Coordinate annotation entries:

━━━━━━━━

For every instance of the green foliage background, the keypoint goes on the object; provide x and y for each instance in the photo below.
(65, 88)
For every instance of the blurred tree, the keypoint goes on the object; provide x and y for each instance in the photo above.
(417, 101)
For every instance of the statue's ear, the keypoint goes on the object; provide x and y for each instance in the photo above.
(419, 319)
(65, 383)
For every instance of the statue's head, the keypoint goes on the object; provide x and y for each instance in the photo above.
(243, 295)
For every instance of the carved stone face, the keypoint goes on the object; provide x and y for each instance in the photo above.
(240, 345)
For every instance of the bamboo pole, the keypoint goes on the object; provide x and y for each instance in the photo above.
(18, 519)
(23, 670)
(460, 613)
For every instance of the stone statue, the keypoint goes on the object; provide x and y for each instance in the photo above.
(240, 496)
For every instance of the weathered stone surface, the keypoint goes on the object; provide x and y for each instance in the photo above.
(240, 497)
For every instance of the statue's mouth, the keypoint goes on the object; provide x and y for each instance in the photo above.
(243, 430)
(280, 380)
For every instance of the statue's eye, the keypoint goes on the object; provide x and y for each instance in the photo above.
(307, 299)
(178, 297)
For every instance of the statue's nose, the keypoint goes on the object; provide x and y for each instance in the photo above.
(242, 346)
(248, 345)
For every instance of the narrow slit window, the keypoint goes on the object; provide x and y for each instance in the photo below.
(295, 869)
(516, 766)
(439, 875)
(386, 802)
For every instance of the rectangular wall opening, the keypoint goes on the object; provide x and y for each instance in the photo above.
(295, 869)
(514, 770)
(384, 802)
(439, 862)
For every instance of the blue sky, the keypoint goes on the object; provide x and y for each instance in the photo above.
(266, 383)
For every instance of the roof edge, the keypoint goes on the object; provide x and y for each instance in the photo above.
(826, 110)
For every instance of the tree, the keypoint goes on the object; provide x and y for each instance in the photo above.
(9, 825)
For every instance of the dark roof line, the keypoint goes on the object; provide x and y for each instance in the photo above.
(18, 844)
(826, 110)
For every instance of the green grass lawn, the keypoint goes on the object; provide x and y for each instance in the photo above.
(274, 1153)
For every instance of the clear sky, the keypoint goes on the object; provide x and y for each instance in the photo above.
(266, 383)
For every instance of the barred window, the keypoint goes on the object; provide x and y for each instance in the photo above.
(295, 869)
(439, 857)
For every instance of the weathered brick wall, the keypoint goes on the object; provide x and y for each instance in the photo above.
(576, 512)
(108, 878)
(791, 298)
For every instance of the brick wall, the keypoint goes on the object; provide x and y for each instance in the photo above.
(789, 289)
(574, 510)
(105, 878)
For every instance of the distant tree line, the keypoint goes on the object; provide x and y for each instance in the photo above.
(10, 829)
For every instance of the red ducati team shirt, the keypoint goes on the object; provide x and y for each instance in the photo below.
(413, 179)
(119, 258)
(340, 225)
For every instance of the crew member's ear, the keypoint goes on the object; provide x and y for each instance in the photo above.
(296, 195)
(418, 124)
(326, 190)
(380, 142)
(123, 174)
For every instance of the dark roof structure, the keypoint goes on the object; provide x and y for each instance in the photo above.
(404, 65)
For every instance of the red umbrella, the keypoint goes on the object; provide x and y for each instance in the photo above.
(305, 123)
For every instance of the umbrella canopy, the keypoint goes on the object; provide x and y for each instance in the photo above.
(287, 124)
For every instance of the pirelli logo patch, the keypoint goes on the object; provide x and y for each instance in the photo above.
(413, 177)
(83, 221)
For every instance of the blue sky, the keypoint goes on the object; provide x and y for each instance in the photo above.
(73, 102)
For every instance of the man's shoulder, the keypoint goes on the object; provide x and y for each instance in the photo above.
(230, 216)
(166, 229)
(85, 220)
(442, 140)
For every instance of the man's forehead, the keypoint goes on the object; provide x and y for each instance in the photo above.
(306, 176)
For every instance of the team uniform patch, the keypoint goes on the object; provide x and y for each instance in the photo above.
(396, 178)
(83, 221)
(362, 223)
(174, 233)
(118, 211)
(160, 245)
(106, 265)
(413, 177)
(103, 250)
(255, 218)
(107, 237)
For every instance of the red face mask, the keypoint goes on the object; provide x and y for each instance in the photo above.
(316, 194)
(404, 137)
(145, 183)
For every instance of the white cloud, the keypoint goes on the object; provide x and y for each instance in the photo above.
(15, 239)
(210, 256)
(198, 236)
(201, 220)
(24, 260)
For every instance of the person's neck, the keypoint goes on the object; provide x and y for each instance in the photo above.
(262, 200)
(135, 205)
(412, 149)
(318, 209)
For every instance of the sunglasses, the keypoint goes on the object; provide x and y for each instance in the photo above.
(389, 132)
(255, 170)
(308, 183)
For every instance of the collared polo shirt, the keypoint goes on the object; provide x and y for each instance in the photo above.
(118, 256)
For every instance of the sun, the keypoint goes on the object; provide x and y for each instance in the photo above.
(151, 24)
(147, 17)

━━━━━━━━

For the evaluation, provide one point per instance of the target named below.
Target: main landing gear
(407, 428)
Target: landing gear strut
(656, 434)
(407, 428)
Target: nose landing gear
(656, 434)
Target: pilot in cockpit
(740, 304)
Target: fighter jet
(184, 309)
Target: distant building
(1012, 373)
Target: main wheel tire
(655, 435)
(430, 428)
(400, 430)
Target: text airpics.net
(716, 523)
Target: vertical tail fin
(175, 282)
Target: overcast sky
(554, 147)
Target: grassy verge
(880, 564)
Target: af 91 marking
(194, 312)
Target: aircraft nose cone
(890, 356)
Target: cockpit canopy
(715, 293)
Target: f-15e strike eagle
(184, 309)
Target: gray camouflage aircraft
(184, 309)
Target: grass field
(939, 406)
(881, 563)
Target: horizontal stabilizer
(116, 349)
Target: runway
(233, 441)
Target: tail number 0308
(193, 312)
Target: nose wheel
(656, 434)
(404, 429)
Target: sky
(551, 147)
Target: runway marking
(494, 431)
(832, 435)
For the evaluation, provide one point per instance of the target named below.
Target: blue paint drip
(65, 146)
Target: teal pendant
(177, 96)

━━━━━━━━

• _WRITTEN PROBLEM_
Please state how many lines in the rows above contain the word "canopy", treating case as significant, and give only the number.

• _SOLVED PROBLEM_
2